- [GIVEN TASK]: Output the entries verbatim, including every line.

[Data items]
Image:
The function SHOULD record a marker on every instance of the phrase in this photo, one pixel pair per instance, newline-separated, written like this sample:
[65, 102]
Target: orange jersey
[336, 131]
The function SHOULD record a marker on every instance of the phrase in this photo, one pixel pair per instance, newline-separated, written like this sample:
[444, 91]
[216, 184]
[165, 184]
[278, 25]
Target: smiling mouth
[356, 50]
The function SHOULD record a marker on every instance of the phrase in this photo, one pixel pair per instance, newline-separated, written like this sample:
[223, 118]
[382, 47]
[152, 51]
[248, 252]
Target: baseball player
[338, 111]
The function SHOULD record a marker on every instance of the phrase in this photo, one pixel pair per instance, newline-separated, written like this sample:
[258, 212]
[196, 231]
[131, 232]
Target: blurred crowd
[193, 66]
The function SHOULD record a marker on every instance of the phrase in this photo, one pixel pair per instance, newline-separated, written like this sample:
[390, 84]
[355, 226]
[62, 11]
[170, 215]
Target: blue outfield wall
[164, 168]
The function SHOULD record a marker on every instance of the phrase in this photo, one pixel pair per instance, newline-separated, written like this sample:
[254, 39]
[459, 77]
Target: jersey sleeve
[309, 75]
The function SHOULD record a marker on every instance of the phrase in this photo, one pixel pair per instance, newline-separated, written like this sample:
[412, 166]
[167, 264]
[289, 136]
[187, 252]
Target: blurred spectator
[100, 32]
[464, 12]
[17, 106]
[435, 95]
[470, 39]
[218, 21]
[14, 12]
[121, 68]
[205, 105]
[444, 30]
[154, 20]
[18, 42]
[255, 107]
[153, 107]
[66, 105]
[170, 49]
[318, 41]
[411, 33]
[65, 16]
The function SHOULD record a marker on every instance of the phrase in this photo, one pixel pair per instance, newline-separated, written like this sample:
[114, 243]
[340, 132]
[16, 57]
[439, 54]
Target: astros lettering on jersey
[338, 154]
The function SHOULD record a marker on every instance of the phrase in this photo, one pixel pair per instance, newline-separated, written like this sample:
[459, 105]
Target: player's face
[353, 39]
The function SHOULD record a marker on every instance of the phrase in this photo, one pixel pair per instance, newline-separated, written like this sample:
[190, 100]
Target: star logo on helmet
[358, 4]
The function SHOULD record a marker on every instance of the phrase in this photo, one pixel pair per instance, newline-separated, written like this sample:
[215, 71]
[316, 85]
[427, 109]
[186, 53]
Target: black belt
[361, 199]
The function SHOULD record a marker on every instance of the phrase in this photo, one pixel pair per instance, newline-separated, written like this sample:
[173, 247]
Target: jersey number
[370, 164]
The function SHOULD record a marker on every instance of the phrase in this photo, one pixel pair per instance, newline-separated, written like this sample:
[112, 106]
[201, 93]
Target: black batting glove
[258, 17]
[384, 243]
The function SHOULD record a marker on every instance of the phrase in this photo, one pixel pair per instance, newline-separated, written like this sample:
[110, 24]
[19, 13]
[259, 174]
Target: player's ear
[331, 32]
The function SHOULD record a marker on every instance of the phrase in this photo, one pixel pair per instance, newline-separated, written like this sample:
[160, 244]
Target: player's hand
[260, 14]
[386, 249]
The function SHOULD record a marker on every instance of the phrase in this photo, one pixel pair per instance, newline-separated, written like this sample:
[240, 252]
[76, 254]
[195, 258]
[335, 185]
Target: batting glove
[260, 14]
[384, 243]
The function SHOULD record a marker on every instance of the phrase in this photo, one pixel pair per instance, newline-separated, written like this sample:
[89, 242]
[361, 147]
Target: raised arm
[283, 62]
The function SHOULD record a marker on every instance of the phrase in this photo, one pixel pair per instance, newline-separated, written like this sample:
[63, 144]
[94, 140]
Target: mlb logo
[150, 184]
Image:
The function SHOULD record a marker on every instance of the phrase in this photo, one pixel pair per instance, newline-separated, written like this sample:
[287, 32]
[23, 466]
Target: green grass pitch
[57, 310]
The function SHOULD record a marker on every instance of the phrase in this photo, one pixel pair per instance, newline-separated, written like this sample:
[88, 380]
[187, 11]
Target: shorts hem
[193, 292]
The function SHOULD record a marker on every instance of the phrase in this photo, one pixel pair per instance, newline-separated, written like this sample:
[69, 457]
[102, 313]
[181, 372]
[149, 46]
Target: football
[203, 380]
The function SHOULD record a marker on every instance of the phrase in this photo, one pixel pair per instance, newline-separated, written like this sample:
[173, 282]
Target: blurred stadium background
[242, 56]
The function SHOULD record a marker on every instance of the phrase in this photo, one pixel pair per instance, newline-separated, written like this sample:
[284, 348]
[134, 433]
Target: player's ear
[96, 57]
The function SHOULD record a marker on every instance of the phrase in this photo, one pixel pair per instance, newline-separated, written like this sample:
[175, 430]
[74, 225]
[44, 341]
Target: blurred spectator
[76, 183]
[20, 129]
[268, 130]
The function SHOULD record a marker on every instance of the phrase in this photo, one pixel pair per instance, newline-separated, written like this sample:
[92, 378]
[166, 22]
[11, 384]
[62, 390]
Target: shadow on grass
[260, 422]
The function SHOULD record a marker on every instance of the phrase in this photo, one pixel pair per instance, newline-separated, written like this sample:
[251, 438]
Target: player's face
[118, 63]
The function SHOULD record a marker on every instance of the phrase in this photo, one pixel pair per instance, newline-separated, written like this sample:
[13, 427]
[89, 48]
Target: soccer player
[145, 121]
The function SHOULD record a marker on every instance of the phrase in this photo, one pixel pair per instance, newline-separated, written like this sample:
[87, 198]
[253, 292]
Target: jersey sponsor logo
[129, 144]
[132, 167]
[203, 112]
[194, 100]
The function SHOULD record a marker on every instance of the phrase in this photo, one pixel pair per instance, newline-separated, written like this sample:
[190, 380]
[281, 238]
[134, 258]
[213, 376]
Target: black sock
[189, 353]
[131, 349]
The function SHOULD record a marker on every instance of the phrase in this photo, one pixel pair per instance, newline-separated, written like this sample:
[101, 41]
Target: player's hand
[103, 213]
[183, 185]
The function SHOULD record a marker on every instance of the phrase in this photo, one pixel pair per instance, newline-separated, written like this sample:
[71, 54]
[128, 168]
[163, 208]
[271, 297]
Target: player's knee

- [EXPECTED ANSWER]:
Image:
The function SHOULD record a marker on every instance of the phrase in this photo, one pixel pair per instance, newline-separated, written like this sample:
[65, 102]
Target: orange jersey
[336, 131]
The function SHOULD record a marker on every instance of the phrase in this photo, one pixel pair per instance, newline-separated, written like this sample:
[444, 91]
[216, 184]
[165, 184]
[278, 25]
Target: smiling mouth
[356, 50]
The function SHOULD record a marker on every instance of the phrase in this photo, one pixel pair per instance, newline-separated, written like this sample:
[223, 118]
[382, 47]
[152, 51]
[248, 252]
Target: baseball player
[338, 111]
The function SHOULD record a marker on every instance of the phrase in this photo, one pixel pair per instance, newline-separated, written like this sample:
[258, 212]
[196, 231]
[131, 232]
Target: blurred crowd
[193, 66]
The function SHOULD record a marker on every instance of the phrase in this photo, one pixel pair per instance, newline-separated, written like this sample:
[390, 84]
[355, 226]
[62, 11]
[170, 215]
Target: blue outfield wall
[164, 168]
The function SHOULD record a marker on every instance of the phrase in this photo, one pixel pair per instance, newline-separated, written like this sample:
[254, 39]
[459, 77]
Target: jersey sleeve
[309, 75]
The function SHOULD record a marker on every instance of the phrase in this photo, one pixel pair per instance, newline-separated, written like this sample:
[412, 166]
[167, 264]
[289, 136]
[187, 252]
Target: blurred spectator
[100, 32]
[464, 12]
[17, 106]
[435, 95]
[470, 39]
[218, 21]
[14, 12]
[121, 68]
[205, 105]
[444, 30]
[154, 20]
[18, 42]
[255, 107]
[153, 107]
[66, 105]
[170, 49]
[318, 41]
[411, 33]
[65, 16]
The function SHOULD record a marker on every instance of the phrase in this photo, one pixel pair per instance, newline-separated, written like this sample:
[114, 243]
[340, 132]
[16, 57]
[439, 54]
Target: astros lettering on jersey
[338, 154]
The function SHOULD record a marker on every instance of the phrase in this photo, one pixel pair per instance, newline-separated, written like this sample:
[459, 105]
Target: player's face
[353, 39]
The function SHOULD record a marker on every instance of the phrase in this photo, one pixel pair per instance, newline-separated, written like this sample:
[190, 100]
Target: star logo on helmet
[358, 4]
The function SHOULD record a marker on every instance of the phrase in this photo, one pixel pair per instance, newline-separated, written like this sample:
[215, 71]
[316, 85]
[427, 109]
[186, 53]
Target: black belt
[361, 199]
The function SHOULD record a marker on every instance of the phrase in this photo, one pixel pair per instance, newline-separated, written like this sample:
[173, 247]
Target: jersey number
[370, 164]
The function SHOULD record a marker on every instance of the phrase in this photo, one pixel pair per instance, newline-separated, written like this sample:
[112, 106]
[201, 93]
Target: black batting glove
[258, 17]
[384, 243]
The function SHOULD record a marker on every instance of the phrase in this photo, one pixel pair per instance, newline-separated, written like this sample:
[110, 24]
[19, 13]
[259, 174]
Target: player's ear
[331, 32]
The function SHOULD record a marker on every instance of the phrase in this photo, one pixel pair per instance, newline-separated, written like this sample:
[160, 244]
Target: player's hand
[260, 14]
[386, 249]
The function SHOULD record a marker on every instance of the phrase in this photo, one pixel pair per instance, newline-separated, written like this sample:
[240, 252]
[76, 254]
[195, 258]
[335, 185]
Target: batting glove
[260, 14]
[384, 243]
The function SHOULD record a marker on every instance of the phrase in this photo, one pixel pair per instance, newline-separated, written like this sample:
[89, 242]
[361, 147]
Target: raised arm
[283, 62]
The function SHOULD record a marker on every instance of the phrase in this photo, one pixel pair per instance, newline-separated, written like this sample:
[63, 144]
[94, 140]
Target: mlb logo
[150, 184]
Image:
The function SHOULD record a marker on every instance of the phrase in this photo, one pixel pair per instance, newline-separated, written like this sample:
[287, 32]
[23, 466]
Target: green grass pitch
[57, 310]
The function SHOULD record a marker on every instance of the phrase in this photo, one pixel pair per instance, newline-separated, written like this sample:
[88, 380]
[187, 11]
Target: shorts hem
[193, 292]
The function SHOULD record a marker on every instance of the phrase in this photo, one pixel pair per instance, newline-separated, written like this sample:
[69, 457]
[102, 313]
[181, 372]
[149, 46]
Target: football
[203, 380]
The function SHOULD record a marker on every instance of the phrase in this photo, one pixel pair per instance, newline-separated, written like this sample:
[173, 282]
Target: blurred stadium background
[242, 56]
The function SHOULD record a marker on every instance of the phrase in this photo, one pixel pair per instance, newline-separated, written like this sample:
[284, 348]
[134, 433]
Target: player's ear
[96, 57]
The function SHOULD record a marker on every instance of the phrase in this photo, one pixel pair per instance, newline-separated, written like this sample:
[175, 430]
[74, 225]
[44, 341]
Target: blurred spectator
[76, 183]
[20, 129]
[268, 130]
The function SHOULD record a marker on every instance of the phrase in this photo, one pixel pair per instance, newline-separated, written like this sample:
[92, 378]
[166, 22]
[11, 384]
[62, 390]
Target: shadow on grass
[260, 422]
The function SHOULD record a marker on every instance of the phrase in this photo, one pixel pair per instance, newline-separated, written like this sample:
[251, 438]
Target: player's face
[118, 63]
The function SHOULD record a marker on every instance of the phrase in this photo, one pixel pair per instance, newline-separated, written like this sample:
[13, 427]
[89, 48]
Target: soccer player
[145, 121]
The function SHOULD record a marker on every instance of the phrase in this photo, one pixel pair per instance, newline-separated, written like this sample:
[87, 198]
[253, 292]
Target: jersey sponsor logo
[129, 144]
[132, 167]
[203, 112]
[194, 100]
The function SHOULD record a marker on every instance of the phrase in this photo, one pixel pair per instance, newline-separated, written like this sample:
[190, 380]
[281, 238]
[134, 258]
[213, 376]
Target: black sock
[189, 353]
[131, 349]
The function SHOULD record a marker on every instance of the phrase in this photo, one pixel pair per instance, newline-separated, written like this sample:
[101, 41]
Target: player's hand
[103, 213]
[183, 185]
The function SHOULD record a marker on every instance of the phrase in this photo, one pixel pair per instance, newline-separated, written like this sample:
[71, 54]
[128, 168]
[163, 208]
[271, 297]
Target: player's knee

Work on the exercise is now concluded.